Exercise description: Report each line of the listing below that contains the word "green", treating uppercase and lowercase letters as different.

[Position annotation records]
-----

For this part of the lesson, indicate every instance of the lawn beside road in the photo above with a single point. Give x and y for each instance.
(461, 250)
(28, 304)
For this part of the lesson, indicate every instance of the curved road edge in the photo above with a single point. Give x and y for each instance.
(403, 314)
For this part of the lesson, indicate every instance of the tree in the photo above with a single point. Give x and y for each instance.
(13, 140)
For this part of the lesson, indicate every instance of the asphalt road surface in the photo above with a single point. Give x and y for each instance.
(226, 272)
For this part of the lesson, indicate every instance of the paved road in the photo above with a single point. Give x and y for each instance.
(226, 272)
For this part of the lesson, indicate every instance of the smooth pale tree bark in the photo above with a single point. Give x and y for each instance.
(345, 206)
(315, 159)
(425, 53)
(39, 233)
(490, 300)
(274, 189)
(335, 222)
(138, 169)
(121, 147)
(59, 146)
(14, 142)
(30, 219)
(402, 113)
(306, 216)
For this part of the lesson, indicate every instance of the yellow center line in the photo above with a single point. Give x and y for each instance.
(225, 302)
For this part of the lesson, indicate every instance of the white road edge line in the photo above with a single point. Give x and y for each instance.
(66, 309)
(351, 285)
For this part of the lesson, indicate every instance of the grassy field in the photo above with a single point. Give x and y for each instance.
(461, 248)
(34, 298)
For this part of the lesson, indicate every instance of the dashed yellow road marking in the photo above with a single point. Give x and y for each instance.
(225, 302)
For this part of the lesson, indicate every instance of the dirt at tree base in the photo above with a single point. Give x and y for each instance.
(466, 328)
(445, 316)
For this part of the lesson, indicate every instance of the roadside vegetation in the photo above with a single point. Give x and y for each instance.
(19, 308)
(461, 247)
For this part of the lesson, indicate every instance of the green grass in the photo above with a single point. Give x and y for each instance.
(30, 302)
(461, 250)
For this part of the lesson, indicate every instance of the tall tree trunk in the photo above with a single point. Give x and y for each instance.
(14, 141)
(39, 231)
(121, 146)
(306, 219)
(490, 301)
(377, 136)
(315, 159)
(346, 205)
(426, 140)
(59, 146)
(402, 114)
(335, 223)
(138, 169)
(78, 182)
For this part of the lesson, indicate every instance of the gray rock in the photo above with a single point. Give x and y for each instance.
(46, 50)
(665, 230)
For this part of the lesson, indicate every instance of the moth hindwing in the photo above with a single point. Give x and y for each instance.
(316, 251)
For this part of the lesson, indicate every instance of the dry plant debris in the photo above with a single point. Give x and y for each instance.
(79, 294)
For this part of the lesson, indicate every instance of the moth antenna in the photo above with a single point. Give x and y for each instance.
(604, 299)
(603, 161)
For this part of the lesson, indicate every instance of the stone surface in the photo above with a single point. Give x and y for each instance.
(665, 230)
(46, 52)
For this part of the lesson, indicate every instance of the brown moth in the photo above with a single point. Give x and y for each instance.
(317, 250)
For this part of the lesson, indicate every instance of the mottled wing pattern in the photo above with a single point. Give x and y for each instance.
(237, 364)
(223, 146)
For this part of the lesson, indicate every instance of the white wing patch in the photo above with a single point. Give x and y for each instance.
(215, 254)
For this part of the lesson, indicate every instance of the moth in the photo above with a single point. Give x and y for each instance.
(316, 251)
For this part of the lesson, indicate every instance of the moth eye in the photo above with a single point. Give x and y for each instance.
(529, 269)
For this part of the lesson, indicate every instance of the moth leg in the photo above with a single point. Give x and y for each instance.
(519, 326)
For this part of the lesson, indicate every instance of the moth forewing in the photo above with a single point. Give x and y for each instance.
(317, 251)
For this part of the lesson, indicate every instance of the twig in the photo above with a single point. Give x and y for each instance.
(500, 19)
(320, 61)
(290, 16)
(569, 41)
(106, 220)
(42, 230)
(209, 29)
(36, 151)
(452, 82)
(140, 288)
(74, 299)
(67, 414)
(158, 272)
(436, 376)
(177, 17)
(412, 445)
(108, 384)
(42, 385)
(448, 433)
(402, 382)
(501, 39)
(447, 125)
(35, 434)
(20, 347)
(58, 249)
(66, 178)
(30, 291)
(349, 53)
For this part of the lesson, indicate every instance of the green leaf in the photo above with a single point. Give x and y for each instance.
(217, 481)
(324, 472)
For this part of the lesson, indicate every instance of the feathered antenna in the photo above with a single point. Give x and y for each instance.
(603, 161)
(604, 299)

-----

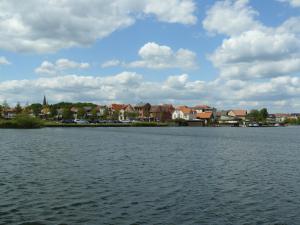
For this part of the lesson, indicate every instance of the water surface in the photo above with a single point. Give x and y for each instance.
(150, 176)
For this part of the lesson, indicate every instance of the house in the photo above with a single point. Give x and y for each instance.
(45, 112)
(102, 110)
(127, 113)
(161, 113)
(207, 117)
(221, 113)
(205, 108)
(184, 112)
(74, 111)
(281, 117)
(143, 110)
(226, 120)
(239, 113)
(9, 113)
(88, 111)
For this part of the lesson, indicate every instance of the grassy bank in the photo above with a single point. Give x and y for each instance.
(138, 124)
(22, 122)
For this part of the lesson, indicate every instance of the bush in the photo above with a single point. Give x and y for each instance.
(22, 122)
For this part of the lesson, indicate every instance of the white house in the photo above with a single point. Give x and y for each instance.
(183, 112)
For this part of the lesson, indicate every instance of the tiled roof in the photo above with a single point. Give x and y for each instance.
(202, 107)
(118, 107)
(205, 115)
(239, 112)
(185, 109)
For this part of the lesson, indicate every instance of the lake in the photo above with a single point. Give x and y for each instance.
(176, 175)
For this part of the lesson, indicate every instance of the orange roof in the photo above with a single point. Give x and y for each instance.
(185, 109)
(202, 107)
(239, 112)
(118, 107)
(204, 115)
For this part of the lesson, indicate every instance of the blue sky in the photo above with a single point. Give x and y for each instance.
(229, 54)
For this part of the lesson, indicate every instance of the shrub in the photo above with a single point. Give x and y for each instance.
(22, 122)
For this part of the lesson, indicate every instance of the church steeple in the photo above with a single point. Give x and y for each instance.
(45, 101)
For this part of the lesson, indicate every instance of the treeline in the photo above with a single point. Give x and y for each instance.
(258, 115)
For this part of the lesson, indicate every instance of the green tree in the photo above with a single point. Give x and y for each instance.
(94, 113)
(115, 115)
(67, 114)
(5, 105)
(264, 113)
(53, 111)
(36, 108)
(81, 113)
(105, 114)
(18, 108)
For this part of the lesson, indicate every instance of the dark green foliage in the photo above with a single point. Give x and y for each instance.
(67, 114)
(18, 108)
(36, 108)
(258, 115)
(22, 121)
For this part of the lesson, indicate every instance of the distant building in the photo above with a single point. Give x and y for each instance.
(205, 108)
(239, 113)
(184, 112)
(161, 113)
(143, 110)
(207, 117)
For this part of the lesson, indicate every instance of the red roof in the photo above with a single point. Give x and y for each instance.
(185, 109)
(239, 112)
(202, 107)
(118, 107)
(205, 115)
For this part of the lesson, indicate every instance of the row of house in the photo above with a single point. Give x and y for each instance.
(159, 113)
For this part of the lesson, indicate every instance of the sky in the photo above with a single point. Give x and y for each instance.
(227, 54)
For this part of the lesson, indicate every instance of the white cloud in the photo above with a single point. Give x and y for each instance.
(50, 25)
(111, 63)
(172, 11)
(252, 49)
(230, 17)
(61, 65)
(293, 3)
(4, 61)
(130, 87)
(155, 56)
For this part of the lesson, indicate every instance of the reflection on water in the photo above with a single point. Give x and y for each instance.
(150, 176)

-----

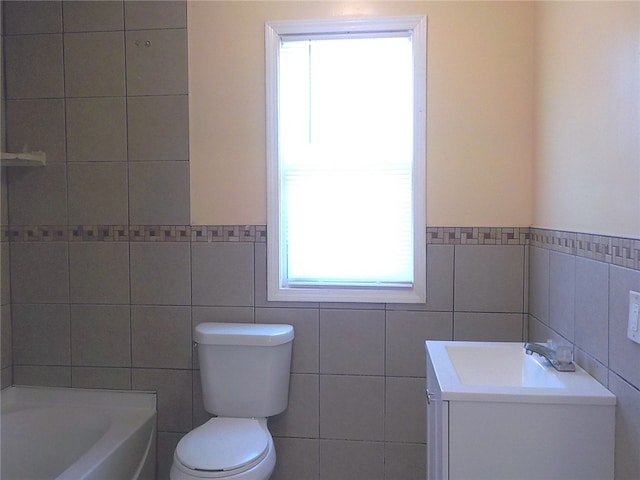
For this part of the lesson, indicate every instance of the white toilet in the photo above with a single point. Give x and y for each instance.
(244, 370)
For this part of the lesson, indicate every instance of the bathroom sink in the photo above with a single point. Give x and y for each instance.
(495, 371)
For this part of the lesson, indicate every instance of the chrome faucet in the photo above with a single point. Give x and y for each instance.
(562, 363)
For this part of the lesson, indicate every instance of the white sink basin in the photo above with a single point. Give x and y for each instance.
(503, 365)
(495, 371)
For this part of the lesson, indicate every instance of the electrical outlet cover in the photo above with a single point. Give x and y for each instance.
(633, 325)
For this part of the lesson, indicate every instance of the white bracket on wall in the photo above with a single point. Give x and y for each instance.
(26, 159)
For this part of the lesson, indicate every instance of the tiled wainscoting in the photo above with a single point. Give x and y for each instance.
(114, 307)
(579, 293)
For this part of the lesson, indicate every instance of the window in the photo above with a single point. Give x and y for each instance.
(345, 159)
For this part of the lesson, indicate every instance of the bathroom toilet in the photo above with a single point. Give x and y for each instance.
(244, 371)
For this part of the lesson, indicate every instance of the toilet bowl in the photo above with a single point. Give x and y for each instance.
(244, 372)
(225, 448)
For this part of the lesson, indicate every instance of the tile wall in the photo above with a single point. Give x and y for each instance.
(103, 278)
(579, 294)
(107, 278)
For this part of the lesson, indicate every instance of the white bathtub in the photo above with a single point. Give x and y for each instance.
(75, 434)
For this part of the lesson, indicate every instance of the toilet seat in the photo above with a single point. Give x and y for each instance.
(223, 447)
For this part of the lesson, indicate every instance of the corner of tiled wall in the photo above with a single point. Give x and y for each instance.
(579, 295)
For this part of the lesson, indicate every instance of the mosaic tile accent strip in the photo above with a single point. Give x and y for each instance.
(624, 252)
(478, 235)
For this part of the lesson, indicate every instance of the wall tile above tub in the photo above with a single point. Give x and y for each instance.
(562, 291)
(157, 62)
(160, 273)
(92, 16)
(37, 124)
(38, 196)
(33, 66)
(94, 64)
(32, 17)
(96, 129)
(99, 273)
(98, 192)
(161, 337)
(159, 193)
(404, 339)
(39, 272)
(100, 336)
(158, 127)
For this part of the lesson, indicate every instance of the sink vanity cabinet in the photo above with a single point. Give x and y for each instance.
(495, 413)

-----

Answer to the task:
For this part of the lesson, indicate every instance of the green grass in the photo above with a single point. Give x and y for each instance.
For this part of the lesson, indicate every instance of the green leaf in the photo above with a single point. Give x and y for each instance.
For this part of the lesson, indicate every instance of the green tree in the photo above with a single point. Give x and y for each instance.
For this part of the lesson, indicate every instance of the dark green foliage in the photo above with a single point. Give x and y for each instance.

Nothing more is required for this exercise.